■ SELECTED EXCERPT:
============================================================

Your hips are too low in both, so I say neither.
Hey Guys,
I have been going to a personal trainer rehabbing a nagging groin injury and we have been debating Deadlift form for a few weeks. The trainer is having me do FORM 1 and I personally have done FORM 2 for years. Let me know if one is right of if you think both are wrong. Excited to hear the feedback.
Bar Weight: 135 lbs
My Height & Weight: 5' 10" 163lbs
Form 1:
Form 2:
Looks like your trainer wants you to squat the weight up? I don't know really.
Your FORM 2 looks better to me but I agree with Brodie. I think you need to put the bar closer to the middle of your foot and that's gonna help you getting your hips higher.
What you need to do is after you set your hips low like that, reach the hips up high and put a ton of tension on the hamstrings and pull your lumbar spine into extension so it is flat. Your hips should be just below your shoulders before you start. You can see in video 2 that your hips shoot up right away, so just put them in that position before you lift. You're in hybrid Squat/Deadlift limbo in those two videos. Remember to pull against the bar, lifting 134 lb before you start, to bring your thoracic and lumbar spine into position and anteriorly rotate your hips. Maybe crank the head back down to the ground while you're at it too so your cervical spine isn't in full extension.
Number 2 is better than one, but two is still wrong. Even at relatively light weight, your hips are the first thing to move. This is wrong, and bad. Don't do this!
Don't set your hips low, period. Where do I set my hips, you may ask? Well, we have a five step deadlift setup that provides a consistent setup with correct hip height for everyone, regardless of limb lengths. See below:
The Deadlift: Perfect Every Time
1. Take your stance, feet a little closer than you think it needs to be and with your toes out more than you like. Your shins should be about one inch from the bar, no more. This places the bar over the mid-foot – the whole foot, not the mid-instep.
2. Take your grip on the bar, leaving your hips up. DO NOT MOVE THE BAR.

============================================================

■ STORED ROWS:
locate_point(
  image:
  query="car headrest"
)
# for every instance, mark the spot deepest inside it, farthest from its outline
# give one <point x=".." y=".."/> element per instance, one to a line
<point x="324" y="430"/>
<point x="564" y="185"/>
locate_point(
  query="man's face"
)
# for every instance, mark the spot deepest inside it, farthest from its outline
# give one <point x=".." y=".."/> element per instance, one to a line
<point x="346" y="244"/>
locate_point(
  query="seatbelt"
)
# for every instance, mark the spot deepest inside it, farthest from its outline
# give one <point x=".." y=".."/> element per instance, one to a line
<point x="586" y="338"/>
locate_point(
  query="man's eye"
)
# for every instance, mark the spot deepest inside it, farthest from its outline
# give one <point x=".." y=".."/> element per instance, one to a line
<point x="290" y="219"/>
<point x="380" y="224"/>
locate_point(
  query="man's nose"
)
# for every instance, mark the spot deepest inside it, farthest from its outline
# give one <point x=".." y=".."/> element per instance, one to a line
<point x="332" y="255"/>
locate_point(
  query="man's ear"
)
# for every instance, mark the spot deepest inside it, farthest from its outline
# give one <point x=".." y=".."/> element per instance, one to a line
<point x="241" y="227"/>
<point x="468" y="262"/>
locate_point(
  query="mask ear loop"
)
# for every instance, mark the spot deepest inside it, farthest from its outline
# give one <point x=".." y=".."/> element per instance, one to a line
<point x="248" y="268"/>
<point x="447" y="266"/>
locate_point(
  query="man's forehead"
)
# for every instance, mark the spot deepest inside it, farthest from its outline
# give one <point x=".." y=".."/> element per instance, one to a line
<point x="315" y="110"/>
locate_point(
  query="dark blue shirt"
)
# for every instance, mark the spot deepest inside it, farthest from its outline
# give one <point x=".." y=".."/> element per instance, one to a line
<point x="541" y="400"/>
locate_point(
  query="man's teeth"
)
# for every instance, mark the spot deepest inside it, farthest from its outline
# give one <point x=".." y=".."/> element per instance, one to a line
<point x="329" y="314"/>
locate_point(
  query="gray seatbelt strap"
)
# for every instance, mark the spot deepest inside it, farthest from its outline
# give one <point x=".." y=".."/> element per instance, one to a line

============================================================

■ SET EXERCISE: Reproduce, word for word, the stretch of the deadlift form thread from "Number 2 is" through "not the mid-instep.".

■ RESULT:
Number 2 is better than one, but two is still wrong. Even at relatively light weight, your hips are the first thing to move. This is wrong, and bad. Don't do this!
Don't set your hips low, period. Where do I set my hips, you may ask? Well, we have a five step deadlift setup that provides a consistent setup with correct hip height for everyone, regardless of limb lengths. See below:
The Deadlift: Perfect Every Time
1. Take your stance, feet a little closer than you think it needs to be and with your toes out more than you like. Your shins should be about one inch from the bar, no more. This places the bar over the mid-foot – the whole foot, not the mid-instep.